Extracted text
....
On Thursday, June 19, 2014 12:13:44 PM UTC-4, Oren wrote:
On Thu, 19 Jun 2014 08:28:01 -0700, SteveB wrote:
According to the God-fearing Republicans over at Fox News (and
Republicans don't lie) :
http://www.foxnews.com/health/2013/0...-cause-cancer/
I see the words,"so far, it is unsure ..............." So,to err on the
side of good, let's just run around willy nilly chicken little until the
facts come in, like we do on every other thing. I think if eating
charred meat were bad, we'd be extinct by now, or have incredibly higher
cancer rates. But then, when you talk on a cell phone, and eat burnt
meat, your chances must soar meteorically, as everyone knows now that
talking with a cell phone next to your ear causes cancer.
Those who are most afraid of life are those afraid to live it. Everyone
dies from something. Spend your time on living things, and not things
that are rumored to kill you. Next week, it will be canned peaches.
Sheesh.
Steve,
You made my day. Glad to see you in good spirits. I think you just
poked the guy's eye out, I hope he doesn't die. I almost had a little
char on my homemade egg rolls last night...
(tears in my eyes)
I went over the the American Heat Assoc and used the heart attack risk
calculator. I'd done it years ago, but Kurt brought it up and got me
thinking about it again. Like Kurt said, it puts things into perspective.
You can put actual numbers in for blood pressure, weight, height,
cholesterol numbers, and see what happens. The interesting part is
someone at ideal weight for their height, 120/80 BP,
cholesterol at the recommended low levels, my age, has 6% chance of having
a heart attack in the next ten years. Change it to overweight, 149/110, cholesterol way above recommended, and you get an 8% chance. And the
overweight part can be just one pound over ideal or up to about 35 pounds
over.
So, fix all those things and you go from 8% to 6%. As Kurt pointed out,
the media would report that as your risk of hear attack is 33% greater,
if you don't fix it,
but given the risk goes from 6% to just 8%, is it worth it?
Even more interesting and profoundly
dumb in my opinion is that at the end they show you things that you
could change, ie BP, cholesterol, stop smoking. Nothing there at all for
WEIGHT. IMO, that whole thing is a farce. Because it does ask you if
you have diabetes and that raises the risk of a heart attack tremendously,
How do you get diabetes? By being significantly overweight, yet since
they have no mention of it in the things you can change, apparently the
AHA has given up on obesity. And by the results of the calculator being
35 pounds overweight only increases your risk slightly.
....
Work instructions
Reproduce word for word the portion of the newsgroup exchange that begins at "So, fix all" and stops after "your risk slightly.". The records have no connection to the newsgroup exchange.

Free-text descriptions of objects:
....
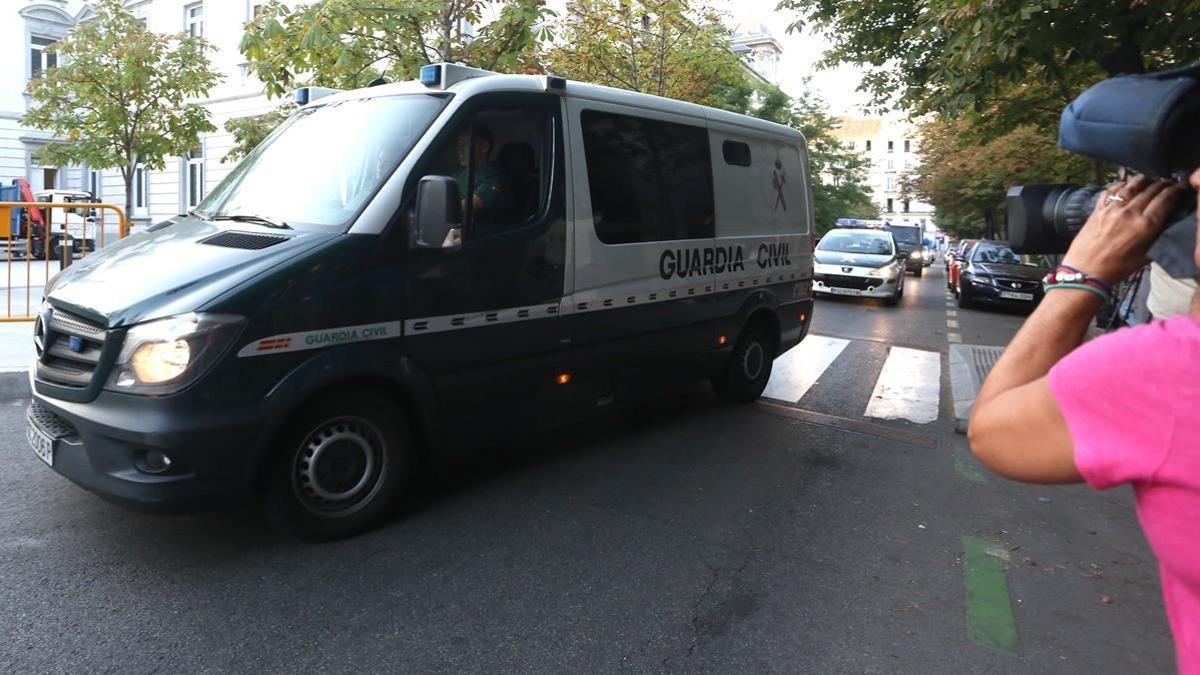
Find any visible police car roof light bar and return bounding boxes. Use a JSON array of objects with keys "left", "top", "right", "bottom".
[
  {"left": 295, "top": 86, "right": 346, "bottom": 107},
  {"left": 420, "top": 64, "right": 497, "bottom": 89}
]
....
Response to this task
So, fix all those things and you go from 8% to 6%. As Kurt pointed out,
the media would report that as your risk of hear attack is 33% greater,
if you don't fix it,
but given the risk goes from 6% to just 8%, is it worth it?
Even more interesting and profoundly
dumb in my opinion is that at the end they show you things that you
could change, ie BP, cholesterol, stop smoking. Nothing there at all for
WEIGHT. IMO, that whole thing is a farce. Because it does ask you if
you have diabetes and that raises the risk of a heart attack tremendously,
How do you get diabetes? By being significantly overweight, yet since
they have no mention of it in the things you can change, apparently the
AHA has given up on obesity. And by the results of the calculator being
35 pounds overweight only increases your risk slightly.